## Directions
Reproduce every one of the entries below verbatim, line by line.

## Stored rows
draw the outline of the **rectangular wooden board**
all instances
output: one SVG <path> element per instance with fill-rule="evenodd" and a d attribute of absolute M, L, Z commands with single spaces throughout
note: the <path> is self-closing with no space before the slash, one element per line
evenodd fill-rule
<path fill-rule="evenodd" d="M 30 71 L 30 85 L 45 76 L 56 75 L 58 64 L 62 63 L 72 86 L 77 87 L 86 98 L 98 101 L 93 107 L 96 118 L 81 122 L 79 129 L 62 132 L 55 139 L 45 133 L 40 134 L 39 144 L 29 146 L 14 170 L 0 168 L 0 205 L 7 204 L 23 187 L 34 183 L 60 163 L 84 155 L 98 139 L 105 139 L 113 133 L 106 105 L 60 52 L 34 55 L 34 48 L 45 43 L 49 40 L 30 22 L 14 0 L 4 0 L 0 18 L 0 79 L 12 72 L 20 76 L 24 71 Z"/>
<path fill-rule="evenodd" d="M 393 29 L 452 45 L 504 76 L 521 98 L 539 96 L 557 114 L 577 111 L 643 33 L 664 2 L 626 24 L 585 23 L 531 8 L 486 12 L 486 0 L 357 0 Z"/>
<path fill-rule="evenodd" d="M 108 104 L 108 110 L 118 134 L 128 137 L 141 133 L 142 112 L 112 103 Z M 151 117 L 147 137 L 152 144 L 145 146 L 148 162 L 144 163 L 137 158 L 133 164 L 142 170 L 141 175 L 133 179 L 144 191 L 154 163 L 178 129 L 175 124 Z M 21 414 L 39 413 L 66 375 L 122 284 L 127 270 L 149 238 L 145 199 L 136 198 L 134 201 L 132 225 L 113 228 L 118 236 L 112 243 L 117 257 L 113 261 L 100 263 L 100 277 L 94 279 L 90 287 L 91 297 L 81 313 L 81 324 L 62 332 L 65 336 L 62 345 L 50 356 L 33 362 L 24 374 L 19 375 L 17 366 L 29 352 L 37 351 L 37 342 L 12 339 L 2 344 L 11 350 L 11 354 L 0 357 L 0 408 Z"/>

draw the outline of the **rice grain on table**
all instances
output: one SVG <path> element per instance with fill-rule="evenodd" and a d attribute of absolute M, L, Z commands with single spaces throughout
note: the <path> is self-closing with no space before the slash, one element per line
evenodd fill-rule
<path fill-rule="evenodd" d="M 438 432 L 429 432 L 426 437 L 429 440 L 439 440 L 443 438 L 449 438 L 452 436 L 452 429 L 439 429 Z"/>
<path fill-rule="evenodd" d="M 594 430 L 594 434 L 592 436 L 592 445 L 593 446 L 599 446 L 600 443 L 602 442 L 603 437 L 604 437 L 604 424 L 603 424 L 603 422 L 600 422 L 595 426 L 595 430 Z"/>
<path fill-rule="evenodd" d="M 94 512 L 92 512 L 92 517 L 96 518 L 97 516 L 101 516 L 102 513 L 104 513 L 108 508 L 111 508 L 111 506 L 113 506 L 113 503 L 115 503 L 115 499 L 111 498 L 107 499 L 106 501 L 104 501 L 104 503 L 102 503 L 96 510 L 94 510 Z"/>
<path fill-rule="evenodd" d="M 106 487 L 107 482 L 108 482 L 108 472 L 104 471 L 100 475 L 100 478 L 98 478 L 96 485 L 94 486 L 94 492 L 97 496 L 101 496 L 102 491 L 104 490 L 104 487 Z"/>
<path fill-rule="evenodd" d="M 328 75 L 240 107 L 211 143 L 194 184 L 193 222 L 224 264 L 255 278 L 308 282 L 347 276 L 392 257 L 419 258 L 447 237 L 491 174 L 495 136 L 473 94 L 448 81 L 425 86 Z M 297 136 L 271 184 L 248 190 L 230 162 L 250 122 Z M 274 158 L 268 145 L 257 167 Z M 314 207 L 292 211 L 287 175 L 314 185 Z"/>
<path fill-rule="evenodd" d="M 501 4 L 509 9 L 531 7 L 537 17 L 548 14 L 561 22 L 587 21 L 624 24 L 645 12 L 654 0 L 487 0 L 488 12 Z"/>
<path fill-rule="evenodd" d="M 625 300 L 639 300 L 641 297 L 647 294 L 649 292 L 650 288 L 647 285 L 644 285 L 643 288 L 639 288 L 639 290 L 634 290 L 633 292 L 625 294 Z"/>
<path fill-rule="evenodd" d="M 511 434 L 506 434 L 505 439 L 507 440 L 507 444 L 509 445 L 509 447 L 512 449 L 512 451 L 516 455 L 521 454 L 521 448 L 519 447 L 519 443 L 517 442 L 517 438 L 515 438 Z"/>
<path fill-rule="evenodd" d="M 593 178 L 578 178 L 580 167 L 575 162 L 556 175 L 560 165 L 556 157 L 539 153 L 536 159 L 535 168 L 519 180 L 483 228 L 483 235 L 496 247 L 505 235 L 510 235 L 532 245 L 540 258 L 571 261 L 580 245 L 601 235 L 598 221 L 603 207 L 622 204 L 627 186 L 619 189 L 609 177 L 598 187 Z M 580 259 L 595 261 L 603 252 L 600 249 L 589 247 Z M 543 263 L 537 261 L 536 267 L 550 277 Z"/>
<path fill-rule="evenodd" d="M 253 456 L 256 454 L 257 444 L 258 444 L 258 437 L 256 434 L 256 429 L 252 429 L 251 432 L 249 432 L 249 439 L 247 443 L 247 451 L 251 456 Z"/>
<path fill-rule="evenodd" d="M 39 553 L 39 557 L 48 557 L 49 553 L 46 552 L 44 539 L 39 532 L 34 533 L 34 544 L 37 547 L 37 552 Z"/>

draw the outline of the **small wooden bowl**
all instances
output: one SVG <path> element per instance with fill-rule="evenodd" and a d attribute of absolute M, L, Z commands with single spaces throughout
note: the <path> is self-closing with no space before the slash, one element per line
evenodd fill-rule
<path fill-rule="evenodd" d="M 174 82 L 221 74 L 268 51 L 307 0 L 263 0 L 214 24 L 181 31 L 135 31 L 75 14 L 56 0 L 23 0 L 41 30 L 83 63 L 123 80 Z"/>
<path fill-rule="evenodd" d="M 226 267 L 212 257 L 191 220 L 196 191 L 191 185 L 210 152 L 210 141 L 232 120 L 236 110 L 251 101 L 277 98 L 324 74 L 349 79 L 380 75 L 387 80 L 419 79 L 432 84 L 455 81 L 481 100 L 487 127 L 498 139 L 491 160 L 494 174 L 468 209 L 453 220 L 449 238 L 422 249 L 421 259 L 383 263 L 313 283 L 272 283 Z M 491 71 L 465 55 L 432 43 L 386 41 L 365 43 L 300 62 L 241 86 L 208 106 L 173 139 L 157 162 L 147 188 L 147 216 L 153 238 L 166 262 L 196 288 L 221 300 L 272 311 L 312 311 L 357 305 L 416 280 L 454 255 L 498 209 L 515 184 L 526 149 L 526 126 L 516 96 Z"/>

## Solved problem
draw the outline of the **rectangular wooden board**
all instances
output: one SVG <path> element per instance with fill-rule="evenodd" and a d attribute of absolute M, L, Z commands with single spaces throughout
note: the <path> is self-closing with no space before the slash, one element per line
evenodd fill-rule
<path fill-rule="evenodd" d="M 30 71 L 30 85 L 45 76 L 56 75 L 58 64 L 62 63 L 72 86 L 77 87 L 86 98 L 98 101 L 93 107 L 96 118 L 81 122 L 79 129 L 62 132 L 55 139 L 45 133 L 40 134 L 39 144 L 29 146 L 14 170 L 0 168 L 0 205 L 7 204 L 23 187 L 34 183 L 60 163 L 84 155 L 98 139 L 105 139 L 113 133 L 106 105 L 60 52 L 34 55 L 34 48 L 45 43 L 49 40 L 30 22 L 14 0 L 4 0 L 0 18 L 0 79 L 12 72 L 20 76 L 24 71 Z"/>
<path fill-rule="evenodd" d="M 393 29 L 452 45 L 504 76 L 521 98 L 539 96 L 557 114 L 577 111 L 643 33 L 664 2 L 626 24 L 585 23 L 531 8 L 486 12 L 486 0 L 357 0 Z"/>
<path fill-rule="evenodd" d="M 108 104 L 108 110 L 118 134 L 128 137 L 141 133 L 142 112 L 112 103 Z M 151 117 L 147 137 L 152 144 L 145 146 L 148 162 L 144 163 L 137 158 L 133 164 L 142 170 L 141 175 L 133 179 L 144 191 L 154 163 L 178 129 L 175 124 Z M 21 414 L 39 413 L 66 375 L 122 284 L 127 270 L 149 238 L 145 199 L 136 198 L 134 201 L 132 225 L 113 228 L 118 236 L 112 243 L 117 257 L 113 261 L 100 263 L 100 277 L 94 279 L 90 287 L 91 297 L 81 313 L 81 324 L 62 332 L 65 336 L 62 345 L 50 356 L 33 362 L 24 374 L 19 375 L 17 366 L 29 352 L 37 351 L 37 342 L 12 339 L 2 344 L 11 350 L 11 354 L 0 357 L 0 408 Z"/>

draw the outline of the **rice grain on table**
all instances
output: one SVG <path> element per instance with fill-rule="evenodd" and a d attribute of absolute M, L, Z commands with single spaces throughout
note: the <path> is self-closing with no space before the slash, one element per line
evenodd fill-rule
<path fill-rule="evenodd" d="M 438 432 L 429 432 L 426 437 L 429 440 L 439 440 L 443 438 L 449 438 L 452 436 L 452 429 L 439 429 Z"/>
<path fill-rule="evenodd" d="M 594 430 L 594 434 L 592 436 L 592 445 L 593 446 L 599 446 L 600 443 L 602 442 L 603 437 L 604 437 L 604 424 L 603 424 L 603 422 L 600 422 L 595 426 L 595 430 Z"/>
<path fill-rule="evenodd" d="M 94 512 L 92 512 L 92 517 L 96 518 L 97 516 L 101 516 L 102 513 L 104 513 L 108 508 L 111 508 L 111 506 L 113 506 L 113 503 L 115 503 L 115 499 L 111 498 L 107 499 L 106 501 L 104 501 L 104 503 L 102 503 L 96 510 L 94 510 Z"/>
<path fill-rule="evenodd" d="M 106 487 L 107 482 L 108 482 L 108 472 L 104 471 L 100 475 L 100 478 L 98 478 L 96 485 L 94 486 L 94 492 L 97 496 L 101 496 L 102 491 L 104 490 L 104 487 Z"/>
<path fill-rule="evenodd" d="M 328 75 L 240 107 L 211 143 L 194 184 L 193 222 L 224 264 L 255 278 L 308 282 L 347 276 L 392 257 L 419 258 L 447 237 L 491 174 L 495 136 L 473 94 L 448 81 L 425 86 Z M 297 136 L 271 184 L 248 190 L 230 162 L 250 122 Z M 274 158 L 268 145 L 257 167 Z M 314 207 L 292 211 L 287 175 L 314 185 Z"/>
<path fill-rule="evenodd" d="M 501 4 L 509 9 L 531 7 L 537 17 L 548 14 L 561 22 L 587 21 L 624 24 L 645 12 L 654 0 L 487 0 L 488 12 Z"/>
<path fill-rule="evenodd" d="M 625 300 L 639 300 L 641 297 L 647 294 L 649 292 L 650 288 L 647 285 L 644 285 L 643 288 L 639 288 L 639 290 L 634 290 L 633 292 L 625 294 Z"/>
<path fill-rule="evenodd" d="M 511 434 L 506 434 L 505 439 L 507 440 L 507 444 L 509 445 L 509 447 L 512 449 L 512 451 L 516 455 L 521 454 L 521 448 L 519 447 L 519 443 L 517 442 L 517 438 L 515 438 Z"/>
<path fill-rule="evenodd" d="M 593 178 L 578 178 L 580 167 L 575 162 L 556 175 L 560 165 L 556 157 L 539 153 L 536 159 L 535 168 L 519 180 L 483 228 L 483 235 L 496 247 L 505 235 L 510 235 L 532 245 L 540 258 L 571 261 L 580 245 L 601 235 L 598 221 L 603 207 L 622 204 L 627 186 L 619 189 L 609 177 L 598 187 Z M 580 259 L 595 261 L 603 252 L 600 249 L 589 247 Z M 543 263 L 537 261 L 536 267 L 550 277 Z"/>
<path fill-rule="evenodd" d="M 253 456 L 256 454 L 257 444 L 258 444 L 258 437 L 256 434 L 256 429 L 252 429 L 251 432 L 249 432 L 249 439 L 247 443 L 247 451 L 251 456 Z"/>
<path fill-rule="evenodd" d="M 39 553 L 39 557 L 48 557 L 49 553 L 46 552 L 44 539 L 39 532 L 34 533 L 34 544 L 37 547 L 37 552 Z"/>

draw the outline of the **small wooden bowl**
all instances
output: one SVG <path> element per instance with fill-rule="evenodd" and a d attribute of absolute M, L, Z commands with single spaces throughout
note: the <path> is self-closing with no space before the slash, one element per line
evenodd fill-rule
<path fill-rule="evenodd" d="M 174 82 L 221 74 L 268 51 L 307 0 L 263 0 L 214 24 L 181 31 L 135 31 L 75 14 L 56 0 L 23 0 L 41 30 L 83 63 L 123 80 Z"/>
<path fill-rule="evenodd" d="M 226 267 L 212 257 L 191 220 L 196 191 L 191 185 L 210 152 L 210 141 L 232 120 L 236 110 L 251 101 L 277 98 L 324 74 L 349 79 L 380 75 L 387 80 L 419 79 L 432 84 L 455 81 L 481 100 L 487 127 L 498 139 L 491 160 L 494 174 L 468 209 L 453 220 L 449 238 L 422 249 L 421 259 L 383 263 L 313 283 L 272 283 Z M 491 71 L 465 55 L 432 43 L 386 41 L 365 43 L 300 62 L 241 86 L 208 106 L 173 139 L 157 162 L 147 188 L 147 216 L 153 238 L 166 262 L 196 288 L 221 300 L 272 311 L 312 311 L 357 305 L 416 280 L 454 255 L 498 209 L 515 184 L 526 149 L 526 126 L 516 96 Z"/>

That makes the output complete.